[START]
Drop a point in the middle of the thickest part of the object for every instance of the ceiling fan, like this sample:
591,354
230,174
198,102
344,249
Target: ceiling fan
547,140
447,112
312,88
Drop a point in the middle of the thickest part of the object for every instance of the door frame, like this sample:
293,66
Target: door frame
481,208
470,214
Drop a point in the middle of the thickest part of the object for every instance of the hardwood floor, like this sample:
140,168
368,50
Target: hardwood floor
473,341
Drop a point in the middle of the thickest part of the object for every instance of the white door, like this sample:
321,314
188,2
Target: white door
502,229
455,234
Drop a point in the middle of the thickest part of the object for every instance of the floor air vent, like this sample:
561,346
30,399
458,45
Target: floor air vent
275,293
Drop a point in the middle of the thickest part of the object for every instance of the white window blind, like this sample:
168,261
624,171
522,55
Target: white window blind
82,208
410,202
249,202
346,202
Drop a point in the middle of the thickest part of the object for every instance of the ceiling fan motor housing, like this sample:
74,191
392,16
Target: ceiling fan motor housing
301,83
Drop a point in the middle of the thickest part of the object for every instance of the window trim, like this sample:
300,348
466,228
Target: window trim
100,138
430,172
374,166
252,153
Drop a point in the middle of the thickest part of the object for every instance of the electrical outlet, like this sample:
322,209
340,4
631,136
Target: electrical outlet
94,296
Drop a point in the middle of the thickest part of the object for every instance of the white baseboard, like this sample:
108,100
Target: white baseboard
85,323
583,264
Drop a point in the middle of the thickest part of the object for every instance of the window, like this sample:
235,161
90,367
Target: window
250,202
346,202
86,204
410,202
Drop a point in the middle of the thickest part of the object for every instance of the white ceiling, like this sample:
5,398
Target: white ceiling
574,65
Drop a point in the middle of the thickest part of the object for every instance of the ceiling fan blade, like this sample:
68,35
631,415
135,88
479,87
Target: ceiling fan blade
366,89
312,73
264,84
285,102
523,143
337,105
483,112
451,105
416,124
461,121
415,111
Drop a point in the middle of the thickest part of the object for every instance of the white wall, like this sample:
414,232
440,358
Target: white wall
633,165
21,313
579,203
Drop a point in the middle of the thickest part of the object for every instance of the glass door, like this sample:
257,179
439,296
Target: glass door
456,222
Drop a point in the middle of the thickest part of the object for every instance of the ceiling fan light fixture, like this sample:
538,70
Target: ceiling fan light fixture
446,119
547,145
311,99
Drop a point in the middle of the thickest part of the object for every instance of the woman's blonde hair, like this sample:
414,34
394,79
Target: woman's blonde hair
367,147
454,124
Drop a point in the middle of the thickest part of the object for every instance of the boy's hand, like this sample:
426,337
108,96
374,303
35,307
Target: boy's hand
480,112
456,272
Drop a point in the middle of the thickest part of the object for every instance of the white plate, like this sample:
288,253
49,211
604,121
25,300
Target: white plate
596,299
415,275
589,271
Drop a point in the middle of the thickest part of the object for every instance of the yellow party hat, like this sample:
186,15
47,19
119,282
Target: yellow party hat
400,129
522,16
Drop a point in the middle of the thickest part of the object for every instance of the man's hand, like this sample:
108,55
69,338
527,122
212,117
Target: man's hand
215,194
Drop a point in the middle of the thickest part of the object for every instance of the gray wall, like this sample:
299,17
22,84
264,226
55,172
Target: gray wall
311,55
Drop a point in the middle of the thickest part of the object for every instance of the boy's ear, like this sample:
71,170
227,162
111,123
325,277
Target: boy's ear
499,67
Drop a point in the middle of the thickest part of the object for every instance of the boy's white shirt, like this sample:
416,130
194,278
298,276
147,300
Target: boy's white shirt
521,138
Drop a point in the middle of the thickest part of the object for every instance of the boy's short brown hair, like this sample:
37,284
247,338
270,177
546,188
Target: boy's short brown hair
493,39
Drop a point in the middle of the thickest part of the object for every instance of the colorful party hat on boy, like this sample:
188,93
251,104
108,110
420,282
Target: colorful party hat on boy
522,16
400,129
[END]
## AIM OF THE EXERCISE
Please quote exactly the lines from the one containing "of the man's" through the last line of the records above, both included, and nothing else.

## EXERCISE RESULT
Drop a point in the middle of the thickest part of the object for every instance of the man's hand, like this sample:
108,55
69,338
527,122
212,117
Target: man's hand
215,194
Drop a point in the middle of the thickest part of the object for every instance of the gray wall, like this sample:
299,17
22,84
264,226
55,172
Target: gray wall
311,55
Drop a point in the middle of the thickest part of the object for every instance of the boy's ear, like this sample:
71,170
227,162
111,123
325,277
Target: boy's ear
499,67
Drop a point in the middle of the thickest part of the object for every instance of the boy's white shirt, like this sample:
416,130
194,278
298,276
147,300
Target: boy's white shirt
521,138
Drop a point in the middle of the thickest part of the object for every instance of the boy's short brown hair, like this sample:
37,284
247,338
270,177
546,188
Target: boy's short brown hair
493,39
Drop a point in the middle of the thickest part of the object for every instance of the colorful party hat on boy, like this sample:
188,93
251,104
108,110
420,282
Target: colorful party hat on boy
522,16
400,129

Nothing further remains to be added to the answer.